▸ WHAT YOU SHOULD DO
Find every line below with the string "gray" and pick it out.

▸ EXTRACTED MATERIAL

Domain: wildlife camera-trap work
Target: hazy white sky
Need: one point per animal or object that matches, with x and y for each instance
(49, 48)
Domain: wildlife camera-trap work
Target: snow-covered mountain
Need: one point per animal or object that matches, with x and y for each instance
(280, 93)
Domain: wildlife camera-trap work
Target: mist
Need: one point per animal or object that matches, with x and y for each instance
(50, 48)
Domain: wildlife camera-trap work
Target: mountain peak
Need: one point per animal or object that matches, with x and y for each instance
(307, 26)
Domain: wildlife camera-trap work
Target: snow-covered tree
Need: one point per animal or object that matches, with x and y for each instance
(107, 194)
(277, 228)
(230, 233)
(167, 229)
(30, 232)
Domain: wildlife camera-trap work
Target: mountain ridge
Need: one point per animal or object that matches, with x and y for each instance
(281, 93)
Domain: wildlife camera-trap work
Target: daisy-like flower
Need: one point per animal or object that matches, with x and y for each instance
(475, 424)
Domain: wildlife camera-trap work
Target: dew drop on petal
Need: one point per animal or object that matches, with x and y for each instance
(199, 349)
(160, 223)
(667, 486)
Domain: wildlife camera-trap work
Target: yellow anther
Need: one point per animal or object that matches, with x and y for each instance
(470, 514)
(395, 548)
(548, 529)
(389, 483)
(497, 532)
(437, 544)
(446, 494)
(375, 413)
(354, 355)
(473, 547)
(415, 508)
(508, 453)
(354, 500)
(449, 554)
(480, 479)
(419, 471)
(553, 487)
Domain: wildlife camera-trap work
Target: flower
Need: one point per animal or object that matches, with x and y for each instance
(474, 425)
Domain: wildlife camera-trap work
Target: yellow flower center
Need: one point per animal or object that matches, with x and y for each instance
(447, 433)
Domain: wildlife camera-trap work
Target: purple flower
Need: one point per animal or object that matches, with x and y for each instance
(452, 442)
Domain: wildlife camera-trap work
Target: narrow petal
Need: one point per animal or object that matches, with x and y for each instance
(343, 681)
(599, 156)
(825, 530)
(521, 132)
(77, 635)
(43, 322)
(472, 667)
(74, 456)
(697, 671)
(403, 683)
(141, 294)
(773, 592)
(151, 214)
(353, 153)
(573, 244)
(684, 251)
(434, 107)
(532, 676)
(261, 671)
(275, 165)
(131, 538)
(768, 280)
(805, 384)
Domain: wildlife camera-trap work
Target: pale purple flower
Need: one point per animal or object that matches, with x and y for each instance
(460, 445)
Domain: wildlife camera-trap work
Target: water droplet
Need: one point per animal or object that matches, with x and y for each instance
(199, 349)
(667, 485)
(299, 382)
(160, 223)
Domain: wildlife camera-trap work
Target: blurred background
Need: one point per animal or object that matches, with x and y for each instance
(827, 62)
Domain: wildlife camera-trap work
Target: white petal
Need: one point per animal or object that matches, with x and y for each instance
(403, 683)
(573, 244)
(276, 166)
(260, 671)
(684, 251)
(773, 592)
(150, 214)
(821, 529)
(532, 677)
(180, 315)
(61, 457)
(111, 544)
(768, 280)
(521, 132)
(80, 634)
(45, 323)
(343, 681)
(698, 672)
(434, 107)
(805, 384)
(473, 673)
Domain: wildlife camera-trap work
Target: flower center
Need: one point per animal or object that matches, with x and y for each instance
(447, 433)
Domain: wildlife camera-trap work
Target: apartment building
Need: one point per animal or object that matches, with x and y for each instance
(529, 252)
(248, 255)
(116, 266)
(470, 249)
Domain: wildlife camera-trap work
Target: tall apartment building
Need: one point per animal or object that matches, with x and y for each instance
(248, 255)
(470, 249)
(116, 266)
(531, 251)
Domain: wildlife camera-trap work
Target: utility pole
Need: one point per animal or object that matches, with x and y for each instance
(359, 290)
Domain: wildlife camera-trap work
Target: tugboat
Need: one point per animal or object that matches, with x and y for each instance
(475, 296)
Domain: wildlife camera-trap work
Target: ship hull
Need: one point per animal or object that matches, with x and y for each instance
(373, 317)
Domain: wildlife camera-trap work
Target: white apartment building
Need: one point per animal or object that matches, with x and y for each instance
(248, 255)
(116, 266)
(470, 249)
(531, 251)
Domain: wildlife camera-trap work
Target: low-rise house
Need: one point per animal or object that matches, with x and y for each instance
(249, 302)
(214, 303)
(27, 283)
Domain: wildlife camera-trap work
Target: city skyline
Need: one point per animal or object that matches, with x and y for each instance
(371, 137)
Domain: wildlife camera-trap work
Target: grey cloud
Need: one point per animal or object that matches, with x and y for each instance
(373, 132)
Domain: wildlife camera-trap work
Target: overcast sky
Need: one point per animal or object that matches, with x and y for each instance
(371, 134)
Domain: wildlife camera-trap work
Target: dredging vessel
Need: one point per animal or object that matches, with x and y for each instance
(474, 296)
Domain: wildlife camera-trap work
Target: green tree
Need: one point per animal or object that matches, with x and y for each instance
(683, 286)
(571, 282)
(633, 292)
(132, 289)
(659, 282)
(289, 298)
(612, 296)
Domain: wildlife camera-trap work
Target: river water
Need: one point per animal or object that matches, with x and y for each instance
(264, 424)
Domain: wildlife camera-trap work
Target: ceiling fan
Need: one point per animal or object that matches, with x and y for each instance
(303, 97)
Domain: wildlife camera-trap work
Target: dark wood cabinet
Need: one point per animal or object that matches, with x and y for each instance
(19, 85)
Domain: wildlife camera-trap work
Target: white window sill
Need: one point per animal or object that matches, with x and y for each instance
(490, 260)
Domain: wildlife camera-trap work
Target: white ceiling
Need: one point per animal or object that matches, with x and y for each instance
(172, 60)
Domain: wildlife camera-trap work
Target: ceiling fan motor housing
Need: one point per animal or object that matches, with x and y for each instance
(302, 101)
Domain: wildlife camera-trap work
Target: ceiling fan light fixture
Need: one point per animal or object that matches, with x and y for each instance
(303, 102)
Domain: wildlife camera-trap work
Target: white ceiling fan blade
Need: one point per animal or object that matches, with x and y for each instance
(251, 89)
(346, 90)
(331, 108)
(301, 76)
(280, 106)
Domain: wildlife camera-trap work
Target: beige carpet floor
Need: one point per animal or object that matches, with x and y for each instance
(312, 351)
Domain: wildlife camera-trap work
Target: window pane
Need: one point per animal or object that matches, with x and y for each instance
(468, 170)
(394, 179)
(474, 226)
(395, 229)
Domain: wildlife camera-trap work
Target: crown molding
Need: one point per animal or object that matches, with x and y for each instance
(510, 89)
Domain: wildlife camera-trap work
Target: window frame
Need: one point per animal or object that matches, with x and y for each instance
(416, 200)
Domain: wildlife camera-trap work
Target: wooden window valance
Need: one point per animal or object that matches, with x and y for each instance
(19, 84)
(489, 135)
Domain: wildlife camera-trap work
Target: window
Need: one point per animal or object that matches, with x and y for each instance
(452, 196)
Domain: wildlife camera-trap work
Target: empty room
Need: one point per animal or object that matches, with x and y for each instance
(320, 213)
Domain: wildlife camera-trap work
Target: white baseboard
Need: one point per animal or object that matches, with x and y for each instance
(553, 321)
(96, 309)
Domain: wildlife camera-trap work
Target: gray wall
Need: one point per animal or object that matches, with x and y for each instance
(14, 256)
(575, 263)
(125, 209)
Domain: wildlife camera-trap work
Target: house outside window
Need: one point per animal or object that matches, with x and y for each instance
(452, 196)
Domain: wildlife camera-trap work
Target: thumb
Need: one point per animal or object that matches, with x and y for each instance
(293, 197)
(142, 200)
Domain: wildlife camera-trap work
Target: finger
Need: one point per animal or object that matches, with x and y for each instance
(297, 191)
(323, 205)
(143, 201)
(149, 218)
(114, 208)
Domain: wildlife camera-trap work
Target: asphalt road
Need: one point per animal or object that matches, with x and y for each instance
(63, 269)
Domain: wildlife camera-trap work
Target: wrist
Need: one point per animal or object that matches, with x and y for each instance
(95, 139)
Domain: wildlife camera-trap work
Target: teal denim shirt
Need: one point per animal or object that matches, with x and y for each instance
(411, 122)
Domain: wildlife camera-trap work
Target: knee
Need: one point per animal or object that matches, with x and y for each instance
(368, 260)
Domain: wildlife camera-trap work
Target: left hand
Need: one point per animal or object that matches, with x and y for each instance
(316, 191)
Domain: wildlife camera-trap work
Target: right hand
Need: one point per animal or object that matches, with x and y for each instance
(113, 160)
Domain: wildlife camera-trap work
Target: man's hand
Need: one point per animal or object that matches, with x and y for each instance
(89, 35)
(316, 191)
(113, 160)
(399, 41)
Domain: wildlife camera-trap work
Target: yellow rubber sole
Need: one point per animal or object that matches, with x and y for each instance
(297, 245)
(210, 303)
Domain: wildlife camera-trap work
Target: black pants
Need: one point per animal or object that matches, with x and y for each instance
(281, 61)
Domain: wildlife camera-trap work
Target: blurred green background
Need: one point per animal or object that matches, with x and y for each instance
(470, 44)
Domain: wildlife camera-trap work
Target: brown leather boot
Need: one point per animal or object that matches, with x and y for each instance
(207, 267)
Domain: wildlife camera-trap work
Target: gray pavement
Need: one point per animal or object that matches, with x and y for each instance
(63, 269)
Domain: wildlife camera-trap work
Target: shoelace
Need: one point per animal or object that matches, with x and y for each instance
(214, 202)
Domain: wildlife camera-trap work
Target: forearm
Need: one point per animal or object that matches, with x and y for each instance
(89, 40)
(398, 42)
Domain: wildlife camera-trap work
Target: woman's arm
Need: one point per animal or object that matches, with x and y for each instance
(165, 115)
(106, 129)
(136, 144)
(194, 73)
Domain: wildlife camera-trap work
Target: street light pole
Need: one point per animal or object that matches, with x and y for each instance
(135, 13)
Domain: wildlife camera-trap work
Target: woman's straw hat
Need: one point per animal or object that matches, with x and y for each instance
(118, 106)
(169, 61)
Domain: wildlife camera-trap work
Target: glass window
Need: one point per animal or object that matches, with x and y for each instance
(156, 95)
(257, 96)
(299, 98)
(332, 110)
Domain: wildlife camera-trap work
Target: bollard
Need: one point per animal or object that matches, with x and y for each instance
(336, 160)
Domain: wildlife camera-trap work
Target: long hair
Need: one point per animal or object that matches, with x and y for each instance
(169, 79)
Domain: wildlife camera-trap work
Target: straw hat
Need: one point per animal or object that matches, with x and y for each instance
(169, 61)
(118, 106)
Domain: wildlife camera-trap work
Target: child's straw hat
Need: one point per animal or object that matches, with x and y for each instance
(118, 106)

▸ YOUR SOLUTION
Target: gray wall
Target: gray pavement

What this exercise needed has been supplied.